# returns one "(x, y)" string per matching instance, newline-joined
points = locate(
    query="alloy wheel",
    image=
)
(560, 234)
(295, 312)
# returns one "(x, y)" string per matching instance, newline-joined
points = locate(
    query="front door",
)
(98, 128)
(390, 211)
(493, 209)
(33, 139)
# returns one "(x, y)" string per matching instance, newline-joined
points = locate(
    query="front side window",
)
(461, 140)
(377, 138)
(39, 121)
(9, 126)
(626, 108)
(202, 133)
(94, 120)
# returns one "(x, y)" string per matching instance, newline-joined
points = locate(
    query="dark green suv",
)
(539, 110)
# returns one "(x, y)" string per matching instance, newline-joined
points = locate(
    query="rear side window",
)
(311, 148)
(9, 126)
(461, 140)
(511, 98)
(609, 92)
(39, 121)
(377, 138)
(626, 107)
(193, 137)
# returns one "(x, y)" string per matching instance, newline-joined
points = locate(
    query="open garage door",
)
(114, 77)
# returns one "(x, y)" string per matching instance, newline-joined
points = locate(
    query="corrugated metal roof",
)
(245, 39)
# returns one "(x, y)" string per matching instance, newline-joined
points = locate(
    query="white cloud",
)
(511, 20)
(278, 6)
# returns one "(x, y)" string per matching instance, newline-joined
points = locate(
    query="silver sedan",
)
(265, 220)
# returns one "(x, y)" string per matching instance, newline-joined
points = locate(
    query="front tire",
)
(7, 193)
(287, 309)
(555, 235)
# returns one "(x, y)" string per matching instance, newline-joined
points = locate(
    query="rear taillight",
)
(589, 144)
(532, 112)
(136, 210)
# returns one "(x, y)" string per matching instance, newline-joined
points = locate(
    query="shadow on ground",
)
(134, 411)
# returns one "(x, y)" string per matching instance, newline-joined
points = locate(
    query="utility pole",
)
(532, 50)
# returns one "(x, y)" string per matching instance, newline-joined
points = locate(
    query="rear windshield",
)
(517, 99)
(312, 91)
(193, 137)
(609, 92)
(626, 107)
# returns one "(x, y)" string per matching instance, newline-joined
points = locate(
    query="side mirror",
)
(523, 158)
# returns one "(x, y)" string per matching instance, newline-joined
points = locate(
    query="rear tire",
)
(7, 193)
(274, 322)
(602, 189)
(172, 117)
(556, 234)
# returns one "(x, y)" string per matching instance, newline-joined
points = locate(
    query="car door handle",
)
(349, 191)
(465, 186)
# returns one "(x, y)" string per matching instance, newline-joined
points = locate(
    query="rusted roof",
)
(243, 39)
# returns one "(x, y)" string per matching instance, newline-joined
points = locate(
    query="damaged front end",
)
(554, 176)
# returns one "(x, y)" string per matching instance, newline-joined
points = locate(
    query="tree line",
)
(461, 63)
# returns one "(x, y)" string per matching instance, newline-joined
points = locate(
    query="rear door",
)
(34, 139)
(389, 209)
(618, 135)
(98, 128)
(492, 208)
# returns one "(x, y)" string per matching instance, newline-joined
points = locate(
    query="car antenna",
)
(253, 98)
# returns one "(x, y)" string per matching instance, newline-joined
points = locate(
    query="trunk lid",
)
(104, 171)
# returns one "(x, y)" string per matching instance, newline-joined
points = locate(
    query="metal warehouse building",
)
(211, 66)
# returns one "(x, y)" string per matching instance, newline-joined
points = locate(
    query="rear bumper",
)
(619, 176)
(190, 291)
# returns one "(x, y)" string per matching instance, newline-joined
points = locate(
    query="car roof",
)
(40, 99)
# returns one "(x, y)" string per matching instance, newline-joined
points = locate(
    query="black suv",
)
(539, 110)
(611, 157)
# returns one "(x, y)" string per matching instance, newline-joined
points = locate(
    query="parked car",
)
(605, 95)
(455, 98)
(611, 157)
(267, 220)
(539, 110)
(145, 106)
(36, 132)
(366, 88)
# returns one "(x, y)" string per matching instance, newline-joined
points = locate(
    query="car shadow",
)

## The problem
List each line of the rows above that contains the word "window".

## Complete answer
    query="front side window",
    query="rear side window",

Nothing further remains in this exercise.